[Saved entries]
———

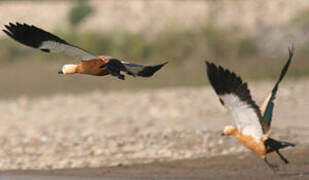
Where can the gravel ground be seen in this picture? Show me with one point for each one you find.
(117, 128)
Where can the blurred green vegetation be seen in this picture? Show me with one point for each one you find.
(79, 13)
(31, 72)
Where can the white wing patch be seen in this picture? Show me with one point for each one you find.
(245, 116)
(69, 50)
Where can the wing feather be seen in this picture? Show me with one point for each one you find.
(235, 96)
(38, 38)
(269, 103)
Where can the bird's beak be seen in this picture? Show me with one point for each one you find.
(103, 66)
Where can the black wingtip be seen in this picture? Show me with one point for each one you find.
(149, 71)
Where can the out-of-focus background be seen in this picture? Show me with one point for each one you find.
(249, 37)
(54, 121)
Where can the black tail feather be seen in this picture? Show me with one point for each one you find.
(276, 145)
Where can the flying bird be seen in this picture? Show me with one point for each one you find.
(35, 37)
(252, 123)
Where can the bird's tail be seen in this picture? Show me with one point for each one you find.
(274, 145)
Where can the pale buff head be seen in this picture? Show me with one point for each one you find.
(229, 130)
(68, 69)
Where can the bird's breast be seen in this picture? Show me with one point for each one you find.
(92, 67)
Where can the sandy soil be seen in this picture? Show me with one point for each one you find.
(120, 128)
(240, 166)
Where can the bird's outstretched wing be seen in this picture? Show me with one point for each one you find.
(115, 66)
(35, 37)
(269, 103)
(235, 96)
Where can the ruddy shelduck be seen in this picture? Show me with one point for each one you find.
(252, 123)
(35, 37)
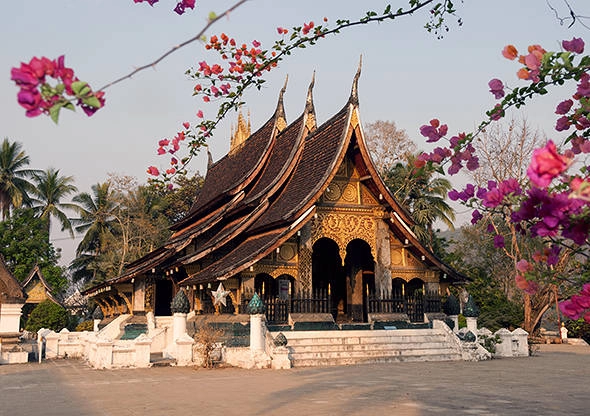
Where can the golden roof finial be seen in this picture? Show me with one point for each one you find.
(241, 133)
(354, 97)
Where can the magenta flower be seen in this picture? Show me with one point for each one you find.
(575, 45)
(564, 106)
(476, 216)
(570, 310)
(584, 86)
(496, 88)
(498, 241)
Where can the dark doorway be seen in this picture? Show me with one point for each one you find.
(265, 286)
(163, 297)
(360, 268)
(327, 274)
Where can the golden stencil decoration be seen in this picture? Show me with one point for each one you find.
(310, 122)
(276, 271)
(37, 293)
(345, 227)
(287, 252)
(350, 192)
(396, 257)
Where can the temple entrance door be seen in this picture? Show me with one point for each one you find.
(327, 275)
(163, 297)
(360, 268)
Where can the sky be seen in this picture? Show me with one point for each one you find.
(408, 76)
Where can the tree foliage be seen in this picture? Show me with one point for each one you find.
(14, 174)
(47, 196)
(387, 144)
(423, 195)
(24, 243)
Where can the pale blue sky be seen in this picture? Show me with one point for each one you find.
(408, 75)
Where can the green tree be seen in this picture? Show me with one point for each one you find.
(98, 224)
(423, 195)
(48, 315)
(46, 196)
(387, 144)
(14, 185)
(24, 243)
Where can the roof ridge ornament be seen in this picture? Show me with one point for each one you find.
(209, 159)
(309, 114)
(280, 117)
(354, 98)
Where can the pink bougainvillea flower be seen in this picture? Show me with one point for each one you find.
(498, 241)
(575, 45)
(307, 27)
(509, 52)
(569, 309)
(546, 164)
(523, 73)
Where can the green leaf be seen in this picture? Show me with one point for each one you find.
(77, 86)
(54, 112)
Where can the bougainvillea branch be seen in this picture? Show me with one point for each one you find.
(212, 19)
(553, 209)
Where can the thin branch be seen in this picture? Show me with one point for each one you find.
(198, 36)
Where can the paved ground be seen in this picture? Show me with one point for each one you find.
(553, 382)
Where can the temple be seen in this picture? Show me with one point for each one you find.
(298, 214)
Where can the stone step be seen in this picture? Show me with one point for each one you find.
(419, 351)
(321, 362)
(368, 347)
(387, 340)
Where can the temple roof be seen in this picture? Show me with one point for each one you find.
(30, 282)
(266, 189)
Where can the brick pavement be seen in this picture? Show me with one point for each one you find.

———

_Brief_.
An exact copy of the entries, minus the pictures, is what to return.

_Your response_.
Where can the gravel ground be seen in this picture? Show me with one point for each one you find.
(117, 128)
Where can the blurred green vegetation be seen in this picture? Show me with one point for each one you find.
(79, 13)
(31, 72)
Where can the white wing patch be seen in this picture? Show me with one point for each one you find.
(245, 116)
(69, 50)
Where can the wing feather be seen in this picture? Show me with one point for each one you find.
(235, 96)
(38, 38)
(269, 103)
Where can the bird's beak be seen in this picture? Show me with one point for each one you find.
(103, 66)
Where can the black wingtip be seen in this picture? Show me with one point for each one you find.
(149, 71)
Where can the out-of-focus background be seen in this picture? Show me with one point for each one you find.
(249, 37)
(54, 121)
Where can the black tail feather be seen in this picture? Show me with one point for each one you find.
(276, 145)
Where can the flying bird be seen in this picture? Show me with one point for each one you find.
(35, 37)
(252, 123)
Where can the bird's tail be seen in this picture? Show me with one point for each one you find.
(274, 145)
Where can the pale buff head be seen in this picture? Show me with one point for each one you find.
(229, 130)
(68, 69)
Where can the bird's breast be seen in this picture? Show me with one point for each one you find.
(92, 67)
Where can the sandy soil be seen in this picture? Show me with one point for each one you find.
(120, 128)
(240, 166)
Where can the bird's outstretched wing be seen in this picture? Show me with one point for each one you find.
(115, 66)
(35, 37)
(269, 103)
(235, 96)
Where can the ruddy shelduck be seen in this picture? Show me with one point for each one you find.
(252, 123)
(35, 37)
Where can the golden roof finial be seen in this picture? Show me with one point for each one you find.
(241, 133)
(354, 97)
Where can the magenta flower be seen in this picture? Show me with one point for each one you find.
(575, 45)
(564, 106)
(476, 216)
(570, 310)
(584, 86)
(496, 88)
(498, 241)
Where can the dark doorway be seen in this picture? Show me with one point for each one you find.
(265, 286)
(163, 297)
(360, 268)
(327, 274)
Where can the golden stencil decoration be seen in this picture? Show me with one point for each one you find.
(310, 122)
(276, 271)
(37, 293)
(345, 227)
(287, 252)
(350, 192)
(396, 257)
Where can the temple entrance door be seen in this picture? Show me with one point for each one you find.
(327, 275)
(163, 297)
(360, 268)
Where can the sky be seen in this picture? Show me with one point for each one you find.
(408, 76)
Where can the tree foliage be seen in this picture? Show me with one point for each one you find.
(14, 174)
(47, 196)
(387, 144)
(423, 195)
(24, 243)
Where can the pale blue sky be seen in this picture? Show me with one point for each one you find.
(408, 75)
Where can the green tree be seen in this picture? Show me with one point for each one you find.
(98, 224)
(423, 195)
(48, 315)
(46, 196)
(387, 144)
(14, 185)
(24, 243)
Where can the roof ridge ornament be seen in this picture? Show me with one point for each one you find.
(209, 159)
(309, 114)
(280, 117)
(354, 98)
Where can the pink bougainvillea flower be seen in this picture? Show me with one point for each one you find.
(498, 241)
(575, 45)
(307, 27)
(509, 52)
(569, 309)
(546, 164)
(523, 73)
Where can the green leaf be seen in this picture? Show me with one point for each one you find.
(77, 86)
(54, 112)
Where can the bougainvillea branch be seen in this picture? Show me with one point for each one you find.
(212, 19)
(553, 209)
Where can the thin branch be seen in this picture? Show me with one point for each one you find.
(198, 36)
Where can the paved ground be seen in this picture? Show me with one point for each one you find.
(553, 382)
Where can the temple be seen in this picture? Show me with one point for each one you find.
(298, 214)
Where can the stone step be seen in this picture? Show me with one point for each one you find.
(419, 351)
(321, 362)
(368, 347)
(387, 340)
Where can the temple roof be seen in this picture? Show me with one point for each one you find.
(30, 282)
(266, 189)
Where can the brick pavement be seen in this picture? Show me with one point for each one you find.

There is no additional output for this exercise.